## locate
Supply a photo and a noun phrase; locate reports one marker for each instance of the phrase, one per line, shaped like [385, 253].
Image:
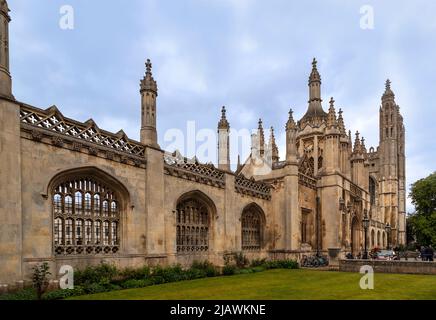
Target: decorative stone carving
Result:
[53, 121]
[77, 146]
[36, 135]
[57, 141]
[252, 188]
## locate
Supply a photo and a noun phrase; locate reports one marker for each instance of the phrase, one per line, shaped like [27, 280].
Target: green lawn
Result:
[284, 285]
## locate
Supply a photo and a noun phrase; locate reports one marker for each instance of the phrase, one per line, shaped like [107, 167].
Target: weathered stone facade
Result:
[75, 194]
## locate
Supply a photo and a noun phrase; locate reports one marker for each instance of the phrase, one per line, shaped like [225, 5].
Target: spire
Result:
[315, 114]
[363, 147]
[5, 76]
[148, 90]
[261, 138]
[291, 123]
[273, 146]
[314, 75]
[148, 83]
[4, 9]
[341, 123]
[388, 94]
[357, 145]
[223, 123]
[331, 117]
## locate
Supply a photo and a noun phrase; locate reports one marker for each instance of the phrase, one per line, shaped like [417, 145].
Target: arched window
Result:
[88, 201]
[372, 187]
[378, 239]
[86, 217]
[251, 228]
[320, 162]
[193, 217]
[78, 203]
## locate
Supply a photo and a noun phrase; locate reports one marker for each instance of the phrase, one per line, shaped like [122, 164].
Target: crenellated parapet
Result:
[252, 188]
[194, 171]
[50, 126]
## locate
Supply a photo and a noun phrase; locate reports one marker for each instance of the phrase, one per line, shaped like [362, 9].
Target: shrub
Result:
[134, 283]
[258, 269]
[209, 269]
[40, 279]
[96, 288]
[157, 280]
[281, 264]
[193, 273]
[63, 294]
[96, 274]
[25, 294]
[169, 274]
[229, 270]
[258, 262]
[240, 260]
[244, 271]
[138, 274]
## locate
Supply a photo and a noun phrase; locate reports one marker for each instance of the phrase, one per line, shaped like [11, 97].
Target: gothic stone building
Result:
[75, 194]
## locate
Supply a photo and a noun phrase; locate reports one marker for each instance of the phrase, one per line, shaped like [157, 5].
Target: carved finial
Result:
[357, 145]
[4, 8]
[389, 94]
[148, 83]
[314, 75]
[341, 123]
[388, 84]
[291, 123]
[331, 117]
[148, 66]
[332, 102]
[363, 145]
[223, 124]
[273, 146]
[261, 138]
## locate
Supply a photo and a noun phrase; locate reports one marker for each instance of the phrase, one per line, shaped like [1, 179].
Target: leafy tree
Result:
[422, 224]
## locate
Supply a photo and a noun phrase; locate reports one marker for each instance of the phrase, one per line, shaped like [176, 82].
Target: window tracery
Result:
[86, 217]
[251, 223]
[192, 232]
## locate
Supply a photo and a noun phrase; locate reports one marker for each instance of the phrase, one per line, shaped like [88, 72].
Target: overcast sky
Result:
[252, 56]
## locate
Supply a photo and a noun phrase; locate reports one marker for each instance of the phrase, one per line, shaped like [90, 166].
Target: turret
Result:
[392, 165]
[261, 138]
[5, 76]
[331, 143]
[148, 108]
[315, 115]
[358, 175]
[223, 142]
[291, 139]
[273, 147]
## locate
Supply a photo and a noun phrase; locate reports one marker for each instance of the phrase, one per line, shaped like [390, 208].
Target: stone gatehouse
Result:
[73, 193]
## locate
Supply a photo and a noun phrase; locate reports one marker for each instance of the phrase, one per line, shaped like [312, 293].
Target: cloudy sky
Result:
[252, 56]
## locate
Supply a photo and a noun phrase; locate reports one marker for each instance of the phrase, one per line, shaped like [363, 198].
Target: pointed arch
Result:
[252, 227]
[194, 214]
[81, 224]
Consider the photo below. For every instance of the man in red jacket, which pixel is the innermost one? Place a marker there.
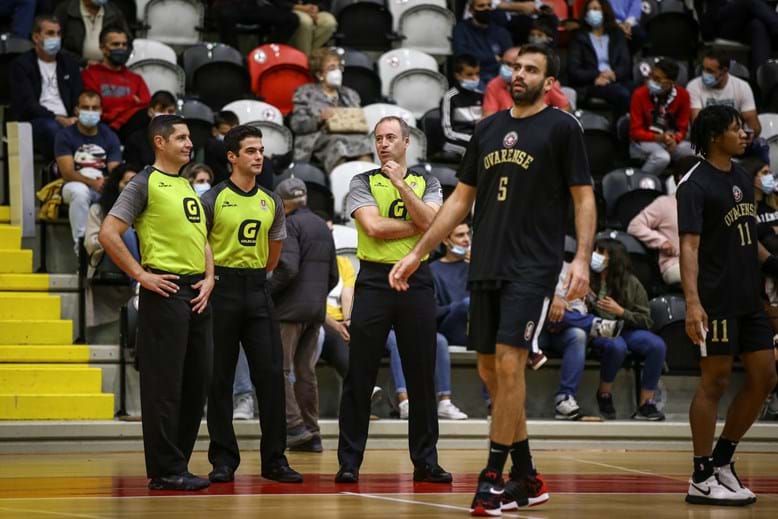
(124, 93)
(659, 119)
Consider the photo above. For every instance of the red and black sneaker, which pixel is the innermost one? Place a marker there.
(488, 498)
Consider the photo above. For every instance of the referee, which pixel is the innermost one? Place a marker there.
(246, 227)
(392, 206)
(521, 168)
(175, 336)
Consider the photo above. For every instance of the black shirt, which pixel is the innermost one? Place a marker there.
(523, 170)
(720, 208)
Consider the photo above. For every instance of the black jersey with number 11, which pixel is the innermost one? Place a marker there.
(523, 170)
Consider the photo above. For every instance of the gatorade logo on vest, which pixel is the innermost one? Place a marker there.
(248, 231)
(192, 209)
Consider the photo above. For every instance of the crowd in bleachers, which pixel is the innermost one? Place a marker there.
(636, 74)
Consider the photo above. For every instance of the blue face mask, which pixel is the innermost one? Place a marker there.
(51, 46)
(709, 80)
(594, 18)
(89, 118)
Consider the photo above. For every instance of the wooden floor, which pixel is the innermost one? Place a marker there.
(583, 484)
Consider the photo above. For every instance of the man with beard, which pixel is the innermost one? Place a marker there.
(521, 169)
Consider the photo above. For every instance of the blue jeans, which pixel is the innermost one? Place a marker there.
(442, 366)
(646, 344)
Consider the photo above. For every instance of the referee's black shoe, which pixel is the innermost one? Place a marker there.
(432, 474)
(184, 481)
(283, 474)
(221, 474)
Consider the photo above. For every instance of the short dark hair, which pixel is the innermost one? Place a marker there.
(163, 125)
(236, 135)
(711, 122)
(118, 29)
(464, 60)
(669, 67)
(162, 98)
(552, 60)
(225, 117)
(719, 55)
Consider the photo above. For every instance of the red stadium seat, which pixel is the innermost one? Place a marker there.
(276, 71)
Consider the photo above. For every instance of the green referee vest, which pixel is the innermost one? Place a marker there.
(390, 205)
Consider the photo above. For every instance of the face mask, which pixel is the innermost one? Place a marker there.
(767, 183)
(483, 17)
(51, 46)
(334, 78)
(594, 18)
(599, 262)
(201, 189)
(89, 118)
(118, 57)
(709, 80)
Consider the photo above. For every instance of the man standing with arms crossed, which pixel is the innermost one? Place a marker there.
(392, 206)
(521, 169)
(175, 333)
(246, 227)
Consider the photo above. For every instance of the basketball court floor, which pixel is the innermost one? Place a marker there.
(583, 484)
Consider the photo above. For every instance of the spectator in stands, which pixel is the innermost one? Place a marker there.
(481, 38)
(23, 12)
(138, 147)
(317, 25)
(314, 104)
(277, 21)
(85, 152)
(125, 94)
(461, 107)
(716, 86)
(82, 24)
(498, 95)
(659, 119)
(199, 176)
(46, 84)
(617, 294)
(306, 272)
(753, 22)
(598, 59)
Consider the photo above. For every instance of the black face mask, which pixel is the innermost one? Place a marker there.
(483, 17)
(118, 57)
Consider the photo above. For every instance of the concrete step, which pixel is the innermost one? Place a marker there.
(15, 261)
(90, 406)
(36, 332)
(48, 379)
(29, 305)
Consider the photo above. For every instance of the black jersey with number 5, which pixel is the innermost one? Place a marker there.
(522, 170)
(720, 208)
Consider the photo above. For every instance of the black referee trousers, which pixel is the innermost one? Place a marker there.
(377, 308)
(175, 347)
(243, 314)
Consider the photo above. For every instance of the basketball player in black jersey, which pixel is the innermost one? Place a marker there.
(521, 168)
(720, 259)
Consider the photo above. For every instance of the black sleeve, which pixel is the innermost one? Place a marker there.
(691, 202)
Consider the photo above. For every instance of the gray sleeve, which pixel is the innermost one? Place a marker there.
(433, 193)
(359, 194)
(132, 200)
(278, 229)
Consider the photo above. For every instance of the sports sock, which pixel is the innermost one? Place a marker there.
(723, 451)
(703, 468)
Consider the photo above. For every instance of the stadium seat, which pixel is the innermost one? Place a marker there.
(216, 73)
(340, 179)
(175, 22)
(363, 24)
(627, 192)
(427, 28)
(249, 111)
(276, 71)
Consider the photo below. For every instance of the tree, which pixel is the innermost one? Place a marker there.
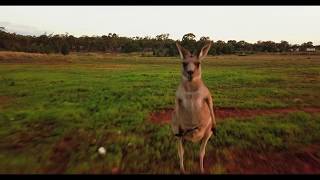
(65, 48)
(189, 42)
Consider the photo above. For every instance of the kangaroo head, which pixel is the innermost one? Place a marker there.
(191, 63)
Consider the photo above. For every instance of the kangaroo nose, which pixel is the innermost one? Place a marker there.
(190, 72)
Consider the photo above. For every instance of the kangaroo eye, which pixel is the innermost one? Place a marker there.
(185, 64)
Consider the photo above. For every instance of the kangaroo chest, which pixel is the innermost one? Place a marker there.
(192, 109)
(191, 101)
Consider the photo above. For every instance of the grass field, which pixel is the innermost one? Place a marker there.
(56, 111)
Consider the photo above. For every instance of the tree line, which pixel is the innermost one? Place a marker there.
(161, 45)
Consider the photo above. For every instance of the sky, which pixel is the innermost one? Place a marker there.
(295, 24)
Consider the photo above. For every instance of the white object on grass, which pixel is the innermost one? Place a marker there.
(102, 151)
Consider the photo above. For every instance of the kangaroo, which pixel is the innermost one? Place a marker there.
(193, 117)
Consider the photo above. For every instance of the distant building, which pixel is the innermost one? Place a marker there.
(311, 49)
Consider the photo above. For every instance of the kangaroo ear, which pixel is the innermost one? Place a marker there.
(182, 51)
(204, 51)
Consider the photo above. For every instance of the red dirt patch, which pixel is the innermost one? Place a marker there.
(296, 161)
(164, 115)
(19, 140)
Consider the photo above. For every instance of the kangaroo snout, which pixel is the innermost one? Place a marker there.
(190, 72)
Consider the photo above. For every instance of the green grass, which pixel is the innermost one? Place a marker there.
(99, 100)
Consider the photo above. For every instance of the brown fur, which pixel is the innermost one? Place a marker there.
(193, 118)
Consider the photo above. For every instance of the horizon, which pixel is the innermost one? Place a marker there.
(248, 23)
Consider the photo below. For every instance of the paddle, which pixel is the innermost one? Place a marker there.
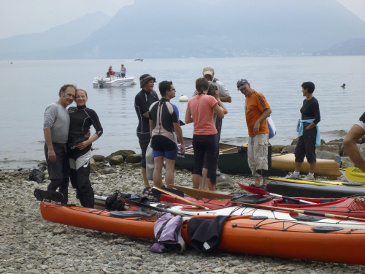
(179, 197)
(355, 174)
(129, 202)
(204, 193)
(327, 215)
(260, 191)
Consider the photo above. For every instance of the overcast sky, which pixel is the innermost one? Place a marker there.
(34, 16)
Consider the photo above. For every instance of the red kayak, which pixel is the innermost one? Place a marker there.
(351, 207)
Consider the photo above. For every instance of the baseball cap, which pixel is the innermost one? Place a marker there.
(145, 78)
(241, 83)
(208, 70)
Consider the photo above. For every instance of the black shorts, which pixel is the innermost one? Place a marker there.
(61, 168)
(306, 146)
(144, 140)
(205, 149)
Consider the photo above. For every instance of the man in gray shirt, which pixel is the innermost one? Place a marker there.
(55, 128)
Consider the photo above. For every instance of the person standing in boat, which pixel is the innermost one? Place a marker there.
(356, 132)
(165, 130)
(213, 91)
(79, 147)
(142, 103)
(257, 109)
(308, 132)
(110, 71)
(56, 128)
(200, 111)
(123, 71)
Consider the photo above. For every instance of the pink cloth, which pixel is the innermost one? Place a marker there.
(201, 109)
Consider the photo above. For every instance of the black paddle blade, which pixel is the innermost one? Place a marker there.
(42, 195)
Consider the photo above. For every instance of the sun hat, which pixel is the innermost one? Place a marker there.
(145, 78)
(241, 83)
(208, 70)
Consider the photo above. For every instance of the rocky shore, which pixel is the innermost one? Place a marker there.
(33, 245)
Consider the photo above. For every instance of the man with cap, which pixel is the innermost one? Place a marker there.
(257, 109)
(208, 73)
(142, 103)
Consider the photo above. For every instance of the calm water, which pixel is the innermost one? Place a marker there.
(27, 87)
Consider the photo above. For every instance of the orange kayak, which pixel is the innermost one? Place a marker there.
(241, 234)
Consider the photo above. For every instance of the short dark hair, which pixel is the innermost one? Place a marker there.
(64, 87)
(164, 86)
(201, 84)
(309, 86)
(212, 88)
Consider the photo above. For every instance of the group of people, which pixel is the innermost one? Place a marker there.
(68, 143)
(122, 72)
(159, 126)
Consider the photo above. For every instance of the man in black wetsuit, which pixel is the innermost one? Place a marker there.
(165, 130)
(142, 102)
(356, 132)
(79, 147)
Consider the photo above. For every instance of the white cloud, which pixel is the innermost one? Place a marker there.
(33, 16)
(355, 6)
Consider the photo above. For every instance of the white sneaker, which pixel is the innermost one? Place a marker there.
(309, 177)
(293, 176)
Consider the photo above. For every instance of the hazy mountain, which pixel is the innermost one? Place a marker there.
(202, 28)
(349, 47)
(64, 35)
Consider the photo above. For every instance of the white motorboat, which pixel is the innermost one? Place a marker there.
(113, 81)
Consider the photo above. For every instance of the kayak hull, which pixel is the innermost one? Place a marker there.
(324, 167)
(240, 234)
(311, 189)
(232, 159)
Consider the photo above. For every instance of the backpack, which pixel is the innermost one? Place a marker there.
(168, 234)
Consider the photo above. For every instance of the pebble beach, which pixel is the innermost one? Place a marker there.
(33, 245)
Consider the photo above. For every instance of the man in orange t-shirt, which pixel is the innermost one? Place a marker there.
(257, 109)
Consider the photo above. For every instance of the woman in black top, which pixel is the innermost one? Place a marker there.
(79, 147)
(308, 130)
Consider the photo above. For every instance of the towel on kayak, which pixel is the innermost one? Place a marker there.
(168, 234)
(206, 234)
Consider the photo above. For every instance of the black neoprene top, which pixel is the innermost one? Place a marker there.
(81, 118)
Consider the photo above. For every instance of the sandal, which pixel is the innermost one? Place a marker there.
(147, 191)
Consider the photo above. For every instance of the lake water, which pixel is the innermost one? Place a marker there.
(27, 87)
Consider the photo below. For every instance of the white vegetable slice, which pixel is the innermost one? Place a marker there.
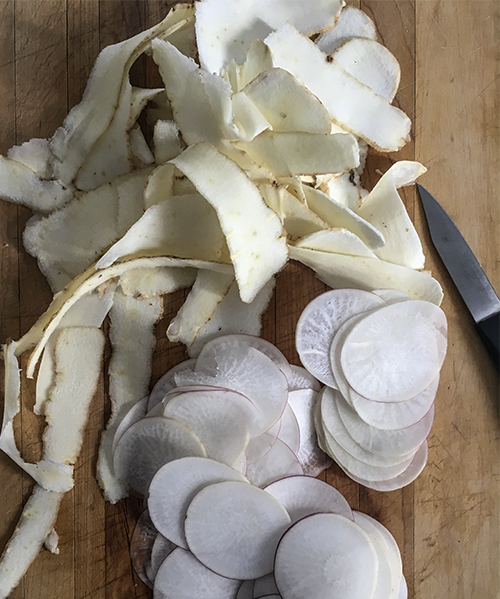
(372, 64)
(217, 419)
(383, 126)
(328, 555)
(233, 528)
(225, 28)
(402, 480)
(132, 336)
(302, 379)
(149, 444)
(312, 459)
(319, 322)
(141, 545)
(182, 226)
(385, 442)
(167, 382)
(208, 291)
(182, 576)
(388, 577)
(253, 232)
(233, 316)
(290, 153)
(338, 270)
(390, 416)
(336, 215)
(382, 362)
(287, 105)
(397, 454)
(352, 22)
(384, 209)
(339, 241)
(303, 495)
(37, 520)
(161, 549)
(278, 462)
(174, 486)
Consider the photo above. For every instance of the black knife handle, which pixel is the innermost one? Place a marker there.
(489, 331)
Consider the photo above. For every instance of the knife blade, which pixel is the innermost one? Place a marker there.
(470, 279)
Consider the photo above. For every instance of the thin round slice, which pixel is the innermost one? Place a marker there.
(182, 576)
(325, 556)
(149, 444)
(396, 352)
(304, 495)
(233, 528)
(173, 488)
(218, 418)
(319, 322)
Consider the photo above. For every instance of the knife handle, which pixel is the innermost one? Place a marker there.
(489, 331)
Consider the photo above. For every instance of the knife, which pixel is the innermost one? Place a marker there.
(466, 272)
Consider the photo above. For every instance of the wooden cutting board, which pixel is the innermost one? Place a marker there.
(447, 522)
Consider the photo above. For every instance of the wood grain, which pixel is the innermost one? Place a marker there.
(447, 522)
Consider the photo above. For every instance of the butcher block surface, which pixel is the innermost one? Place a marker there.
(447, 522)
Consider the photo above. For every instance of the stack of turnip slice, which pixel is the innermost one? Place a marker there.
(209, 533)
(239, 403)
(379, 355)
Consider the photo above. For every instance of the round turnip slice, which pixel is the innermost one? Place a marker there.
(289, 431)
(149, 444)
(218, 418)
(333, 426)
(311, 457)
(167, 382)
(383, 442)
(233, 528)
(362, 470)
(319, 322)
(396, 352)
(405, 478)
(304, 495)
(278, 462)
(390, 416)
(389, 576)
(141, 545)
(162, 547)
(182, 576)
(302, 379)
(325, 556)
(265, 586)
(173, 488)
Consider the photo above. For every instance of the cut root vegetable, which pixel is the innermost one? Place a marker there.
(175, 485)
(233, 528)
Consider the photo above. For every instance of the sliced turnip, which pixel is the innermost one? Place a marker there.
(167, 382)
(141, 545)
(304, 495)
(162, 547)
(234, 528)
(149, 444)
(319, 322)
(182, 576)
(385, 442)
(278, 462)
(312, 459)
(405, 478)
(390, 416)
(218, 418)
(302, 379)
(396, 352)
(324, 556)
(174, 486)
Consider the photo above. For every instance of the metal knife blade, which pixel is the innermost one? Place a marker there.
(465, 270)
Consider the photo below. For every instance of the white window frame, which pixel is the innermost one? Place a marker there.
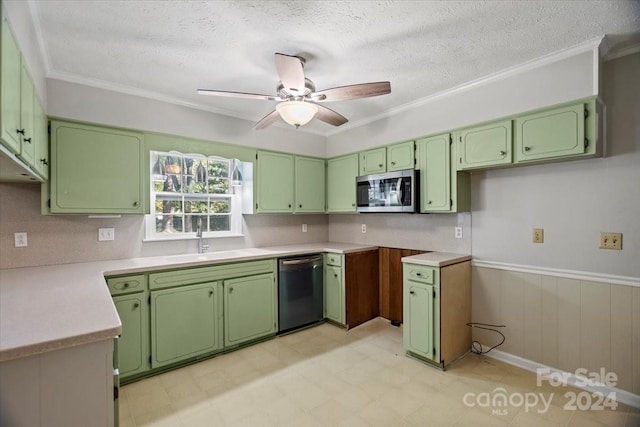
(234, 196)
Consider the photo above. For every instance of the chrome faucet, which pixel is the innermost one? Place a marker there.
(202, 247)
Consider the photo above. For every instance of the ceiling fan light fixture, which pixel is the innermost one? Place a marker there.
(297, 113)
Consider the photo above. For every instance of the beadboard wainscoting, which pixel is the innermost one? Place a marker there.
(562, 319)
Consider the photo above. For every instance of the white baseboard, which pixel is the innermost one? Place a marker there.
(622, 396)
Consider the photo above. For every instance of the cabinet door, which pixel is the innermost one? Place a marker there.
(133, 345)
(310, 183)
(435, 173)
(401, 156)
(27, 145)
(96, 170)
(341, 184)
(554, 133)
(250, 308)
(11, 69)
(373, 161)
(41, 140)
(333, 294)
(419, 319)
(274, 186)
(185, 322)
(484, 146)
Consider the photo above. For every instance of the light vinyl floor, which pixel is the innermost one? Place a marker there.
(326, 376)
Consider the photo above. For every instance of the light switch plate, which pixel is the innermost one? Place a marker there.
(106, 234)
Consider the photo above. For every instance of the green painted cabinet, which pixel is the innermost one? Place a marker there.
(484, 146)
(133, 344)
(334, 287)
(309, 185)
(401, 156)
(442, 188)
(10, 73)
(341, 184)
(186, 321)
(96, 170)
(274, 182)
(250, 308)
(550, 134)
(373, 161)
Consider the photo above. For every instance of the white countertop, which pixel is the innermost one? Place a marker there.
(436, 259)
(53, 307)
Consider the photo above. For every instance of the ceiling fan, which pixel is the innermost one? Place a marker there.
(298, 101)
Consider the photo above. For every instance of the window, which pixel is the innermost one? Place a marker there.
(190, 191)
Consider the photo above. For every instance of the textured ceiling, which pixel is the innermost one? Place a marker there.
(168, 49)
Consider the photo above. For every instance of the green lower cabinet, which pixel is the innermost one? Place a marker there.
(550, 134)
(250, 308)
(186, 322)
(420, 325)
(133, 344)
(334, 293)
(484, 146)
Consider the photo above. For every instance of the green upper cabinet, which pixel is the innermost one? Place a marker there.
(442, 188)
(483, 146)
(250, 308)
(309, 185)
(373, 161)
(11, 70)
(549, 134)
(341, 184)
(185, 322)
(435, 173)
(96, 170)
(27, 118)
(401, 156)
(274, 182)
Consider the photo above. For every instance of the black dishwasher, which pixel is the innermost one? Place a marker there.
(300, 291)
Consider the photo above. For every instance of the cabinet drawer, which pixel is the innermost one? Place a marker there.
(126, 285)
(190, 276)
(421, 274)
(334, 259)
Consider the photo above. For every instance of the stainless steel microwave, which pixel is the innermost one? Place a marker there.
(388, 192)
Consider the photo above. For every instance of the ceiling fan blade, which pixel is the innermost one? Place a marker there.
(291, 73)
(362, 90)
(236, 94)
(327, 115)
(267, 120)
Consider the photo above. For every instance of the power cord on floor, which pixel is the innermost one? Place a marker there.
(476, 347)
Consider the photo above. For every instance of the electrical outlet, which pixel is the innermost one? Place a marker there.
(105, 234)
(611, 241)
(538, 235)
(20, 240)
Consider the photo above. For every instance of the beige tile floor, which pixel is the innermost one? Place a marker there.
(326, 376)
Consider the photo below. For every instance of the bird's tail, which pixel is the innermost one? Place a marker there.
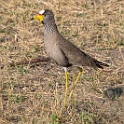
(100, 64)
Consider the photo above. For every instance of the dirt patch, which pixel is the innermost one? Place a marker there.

################

> [Your assignment] Lines containing the word "stone" are to be located in the entries and copied.

> [Task output]
Target: decorative stone carving
Target: weathered stone facade
Target: gothic stone building
Target: stone gatehouse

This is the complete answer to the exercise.